## Material provided
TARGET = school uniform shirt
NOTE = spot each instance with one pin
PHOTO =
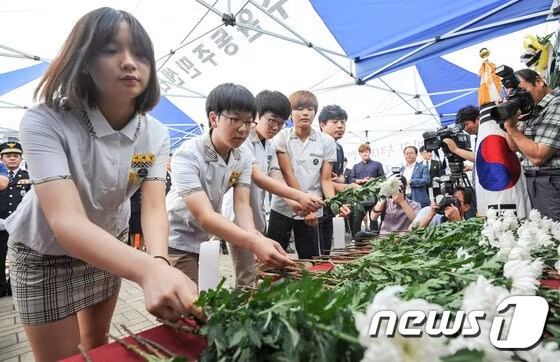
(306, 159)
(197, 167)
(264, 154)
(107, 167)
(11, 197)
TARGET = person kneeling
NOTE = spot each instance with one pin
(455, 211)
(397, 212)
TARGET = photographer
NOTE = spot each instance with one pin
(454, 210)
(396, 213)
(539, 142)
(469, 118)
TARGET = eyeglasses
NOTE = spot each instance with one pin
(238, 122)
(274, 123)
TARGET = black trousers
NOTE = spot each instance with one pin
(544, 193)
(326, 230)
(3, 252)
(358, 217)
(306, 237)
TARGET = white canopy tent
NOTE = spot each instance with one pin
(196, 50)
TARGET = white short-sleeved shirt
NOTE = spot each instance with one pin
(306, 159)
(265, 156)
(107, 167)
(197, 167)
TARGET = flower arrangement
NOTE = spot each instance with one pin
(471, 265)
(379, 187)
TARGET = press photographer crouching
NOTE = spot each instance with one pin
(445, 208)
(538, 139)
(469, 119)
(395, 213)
--
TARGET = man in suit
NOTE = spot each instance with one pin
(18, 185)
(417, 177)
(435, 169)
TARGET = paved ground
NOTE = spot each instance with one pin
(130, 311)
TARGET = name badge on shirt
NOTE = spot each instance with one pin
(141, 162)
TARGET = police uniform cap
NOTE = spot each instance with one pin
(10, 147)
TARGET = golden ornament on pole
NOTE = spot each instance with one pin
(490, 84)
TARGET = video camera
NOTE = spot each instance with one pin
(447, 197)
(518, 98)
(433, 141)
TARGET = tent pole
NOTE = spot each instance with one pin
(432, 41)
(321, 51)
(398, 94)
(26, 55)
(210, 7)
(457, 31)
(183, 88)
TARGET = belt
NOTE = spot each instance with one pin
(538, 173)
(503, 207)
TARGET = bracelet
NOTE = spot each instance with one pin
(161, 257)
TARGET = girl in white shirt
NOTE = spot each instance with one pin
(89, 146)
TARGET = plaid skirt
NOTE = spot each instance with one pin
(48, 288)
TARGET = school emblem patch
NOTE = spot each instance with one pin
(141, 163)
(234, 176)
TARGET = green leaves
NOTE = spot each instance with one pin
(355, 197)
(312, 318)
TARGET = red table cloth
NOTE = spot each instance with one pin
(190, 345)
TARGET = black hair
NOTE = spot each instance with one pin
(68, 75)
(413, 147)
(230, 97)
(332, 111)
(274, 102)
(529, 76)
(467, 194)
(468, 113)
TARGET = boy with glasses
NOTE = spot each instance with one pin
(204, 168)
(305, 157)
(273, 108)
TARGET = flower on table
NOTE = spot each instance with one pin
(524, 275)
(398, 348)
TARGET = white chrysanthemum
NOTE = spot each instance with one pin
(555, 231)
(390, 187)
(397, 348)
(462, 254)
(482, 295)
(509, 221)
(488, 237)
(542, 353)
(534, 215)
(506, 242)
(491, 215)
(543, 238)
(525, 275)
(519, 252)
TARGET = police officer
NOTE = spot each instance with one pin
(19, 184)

## Instruction
Pull out every line in the listing above that contains the word "pole". Treat case as significant.

## Solution to the exercise
TARGET = golden ornament on pole
TARGET = tent pole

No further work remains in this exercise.